▶ [TRECHO DO TEXTO]

################

A doutora e pesquisadora em inteligência artificial Dora Kaufman, professora na PUC de São Paulo. Foto: Taba Benedicto/ Estadão

“Nos últimos anos, a gente teve uma aceleração, mais que um crescimento, porque surgiu uma nova classe de algoritmos na área de inteligência artificial, que se chama IA generativa (que usa o aprendizado da máquina na criação de conteúdos, como textos, imagens, músicas ou vídeos)”, afirma Ney Lemke, responsável pela Coordenadoria de Tecnologia da Informação (CTInf) da Universidade Estadual Paulista (Unesp) e docente no Instituto de Biociências da universidade.

Até então, essas interfaces já eram usadas, mas ainda era uma questão muito restrita a algumas comunidades. No entanto, após esses avanços, têm surgido muitas oportunidades para o uso delas em basicamente quase todas as áreas.

As Ciências Naturais envolvem áreas que trabalham com fenômenos naturais. Por meio de estudos, os profissionais realizam intervenções a fim de obter modelos teóricos e práticos para compreender como essas coisas funcionam. “O tempo todo os profissionais trabalham com dados. E a utilização da IA pode ajudar a qualificar melhor os dados transformando-os em evidências e, assim, construir melhores modelos”, na avaliação da professora Paula Carolei, docente do curso de Tecnologia em Design Educacional (TEDE) da Universidade Federal de São Paulo (Unifesp).

################

[Trechos de um conjunto de dados de rotulagem de pontos]
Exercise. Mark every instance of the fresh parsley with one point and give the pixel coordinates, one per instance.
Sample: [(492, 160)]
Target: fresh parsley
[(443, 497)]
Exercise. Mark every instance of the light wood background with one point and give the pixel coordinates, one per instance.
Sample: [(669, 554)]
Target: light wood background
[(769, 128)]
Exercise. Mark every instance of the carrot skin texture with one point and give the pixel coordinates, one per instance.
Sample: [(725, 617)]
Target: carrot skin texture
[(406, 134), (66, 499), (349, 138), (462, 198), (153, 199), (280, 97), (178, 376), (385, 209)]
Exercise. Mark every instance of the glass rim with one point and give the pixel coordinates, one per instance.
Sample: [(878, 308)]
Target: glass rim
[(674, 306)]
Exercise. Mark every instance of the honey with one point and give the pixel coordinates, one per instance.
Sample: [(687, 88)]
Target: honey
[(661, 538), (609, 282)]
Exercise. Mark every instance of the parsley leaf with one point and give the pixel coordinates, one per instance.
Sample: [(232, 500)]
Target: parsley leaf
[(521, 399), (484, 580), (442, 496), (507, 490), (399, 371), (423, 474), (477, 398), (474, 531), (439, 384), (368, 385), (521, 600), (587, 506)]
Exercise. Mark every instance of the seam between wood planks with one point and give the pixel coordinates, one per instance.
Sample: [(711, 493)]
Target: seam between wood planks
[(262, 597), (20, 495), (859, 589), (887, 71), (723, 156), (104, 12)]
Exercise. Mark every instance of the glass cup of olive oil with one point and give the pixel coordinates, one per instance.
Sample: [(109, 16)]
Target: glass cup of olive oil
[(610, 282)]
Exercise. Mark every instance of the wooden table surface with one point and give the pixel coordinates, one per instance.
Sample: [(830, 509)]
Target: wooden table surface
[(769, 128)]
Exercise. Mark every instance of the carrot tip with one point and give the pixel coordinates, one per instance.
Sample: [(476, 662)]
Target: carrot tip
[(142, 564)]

################

▶ [EXERCÍCIO CURTO A] Liste os tipos de conteúdo que, segundo o trecho sobre inteligência artificial, a IA generativa é usada para criar.
▶ [EXERCÍCIO CURTO B] Dê prosseguimento ao trecho sobre inteligência artificial a partir da última frase apresentada.
A listagem não é necessária para fazer as tarefas.

▶ [RESPOSTA ESCRITA A] Textos, imagens, músicas e vídeos.

▶ [RESPOSTA ESCRITA B]
Paula Carolei, professora do curso de Tecnologia em Design Educacional (TEDE) da Universidade Federal de São Paulo (Unifesp). Foto: Werther Santana/Estadão

“Precisamos trabalhar tanto com a qualidade de análise dos dados, e modelos construídos a partir deles, não sejam apenas uma previsão ou projeção, como acontecia com uma IA preditiva, mas essa nova IA, chamava de generativa, que não apenas prevê, mas cria, tanto visualização de modelos, como ajuda na ler mais textos e relacionar melhor as informações, criando novos conteúdos a partir dessas conexões”, afirma a professora Paula.

Segundo a docente da Unifesp, no entanto, para testar e avaliar melhor e mais rapidamente esses modelos, para poder ter propostas tecnológicas mais assertivas, mais criativas e autorais, é preciso entender que a IA deve ajudar a lidar com a complexidade da vida e não reduzir artificialmente os fenômenos.

“Eu tenho trabalhado com IA como apoio a autoria dos estudantes na aprendizagem e dos professores, nas suas ações de ensino. A aprendizagem de modelos é complexa e não deve ser simplificada, mas a IA pode ajudar a explicitar as relações entre os dados e variáveis, ajudando na compreensão tanto dos fenômenos naturais, como nas propostas tecnológicas de inovação. Mas a IA tem que ser usada de várias formas, questionando as respostas apresentadas e refinando os resultados, não apenas como perguntas e respostas diretas, simplistas e imediatas”, afirma a professora da Unifesp.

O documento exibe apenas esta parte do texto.